> _GOAL 1_:
From the text-cleaning tutorial, reproduce verbatim the stretch from "To end up with" through "for each token.".
> _GOAL 2_:
Answer these questions using the text-cleaning tutorial:
(a) How many newline characters separate each sonnet?
(b) What variable name holds the all-lowercase version of the text in the code?
(c) For what reason is the punctuation and capitalization step done first?
> _GOAL 3_:
List every characteristic of the text that the text-cleaning tutorial says will affect the analysis.

> _PROVIDED PASSAGE_:
Here are some of the characteristics of the text that we see will affect our analysis.

    - Each sonnet (14 lines) is separated by three instances of the newline character \n (one to end the final line of the poem, and two to generate blank lines after).
    - Words are separated by spaces or the newline character \n (the last word of a line and the first of the next).
    - Some words begin with a capital letter, others are fully lowercase.
    - Some words have punctuation around them.
    
We can use the first two characteristics to split the block of text into poems, and then tokens. The other characteristics will have to be edited out to get a clean count of the tokens (to ensure, for instance, that 'Now' and 'now' or 'now.' and 'now' are counted as the same token).

# 1. Text Pre-Processing

How we choose to clean a text depends on our project's goal. In this case, our desired output is a list of terms in each of our poems, which we will then count and compare in our analysis.

To end up with a set of clean tokens, we will have to pre-process the text in several phases:
1. Strip the text of punctuation and cases (capitalization).
1. Split the text into poems using triple newline characters (\n\n\n).
1. Split the text into tokens using whitespace.

Note that step 1 could actually be undertaken at any point: we choose to do it first for the sake of efficiency, applying the changes to the whole text and avoiding creating loops that would otherwise have to re-iterate the step for each poem or for each token. 

## 1.a. Removing Punctuation and Cases

In this case, we want to very simply count term frequency, so we make the decision to remove capitals and any punctuation outside of tokens. This way, words will be counted as the same term regardless of how they were capitalized or if they had any adjacent punctuation marks. 

In the code cell below, we are creating a string object that contains common punctuation marks. 

In [10]:
punctuation = '!"#$%&\'()*+,-./:;<=>?@[\\]^_`{|}~’‘'

Recall that strings can be thought of as a series of characters, and a for-loop will iterate through each character in a string if used in the for-statement.

1. Using variable assignment and a string method, create a variable called 'text_clean' which is an all-lowercase version of the text variable.
2. Create a loop that iterates through the punctuation marks above and uses another string method to replace the marks from the clean_text with no character (this could be written as a string with nothing in between the quotes, or ''). Remember that string methods do not act in place, so you will have to reassign the clean_text variable within the loop.

In [11]:
text_clean = text.lower()
for mark in punctuation:
    text_clean = text_clean.replace(mark,'')

In [12]:
print(text_clean[0:1600])

> _DATASET EXTRACT_:
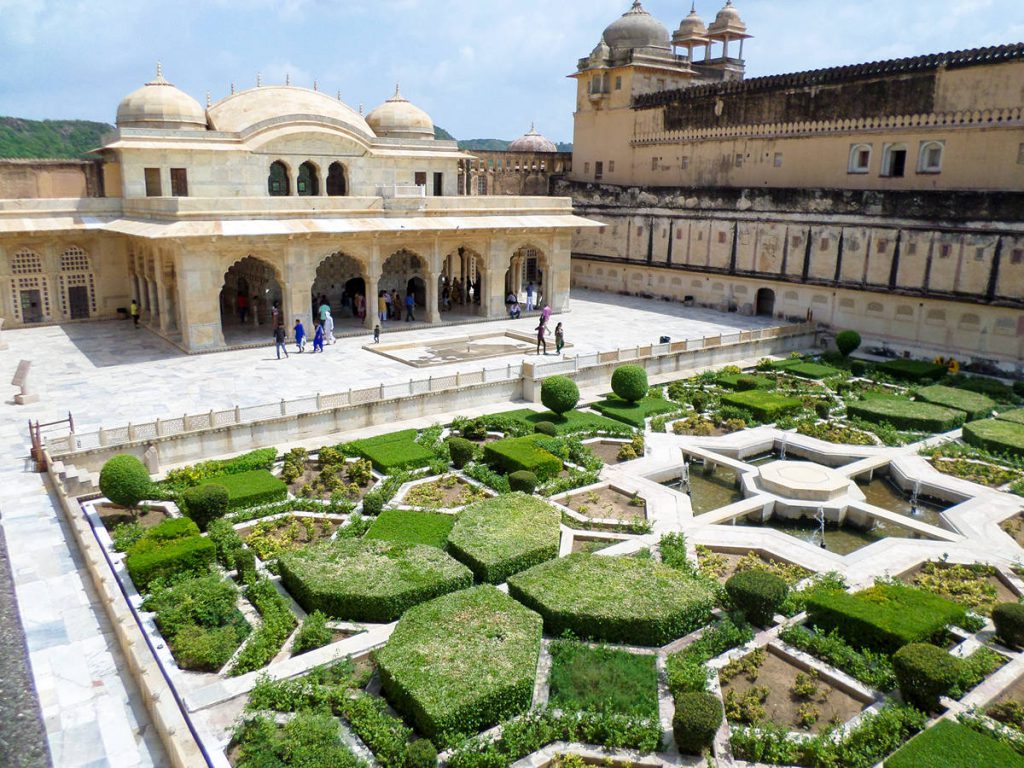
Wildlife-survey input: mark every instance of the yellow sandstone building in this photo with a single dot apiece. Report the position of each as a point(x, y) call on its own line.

> _COMPLETE RESPONSE 1_:
To end up with a set of clean tokens, we will have to pre-process the text in several phases:
1. Strip the text of punctuation and cases (capitalization).
1. Split the text into poems using triple newline characters (\n\n\n).
1. Split the text into tokens using whitespace.

Note that step 1 could actually be undertaken at any point: we choose to do it first for the sake of efficiency, applying the changes to the whole text and avoiding creating loops that would otherwise have to re-iterate the step for each poem or for each token.

> _COMPLETE RESPONSE 2_:
(a) Three.
(b) text_clean.
(c) For the sake of efficiency: the changes apply to the whole text at once, which avoids loops that would repeat the step for each poem or each token.

> _COMPLETE RESPONSE 3_:
- Each sonnet (14 lines) is separated by three newline characters.
- Words are separated by spaces or the newline character.
- Some words begin with a capital letter, and others are fully lowercase.
- Some words have punctuation around them.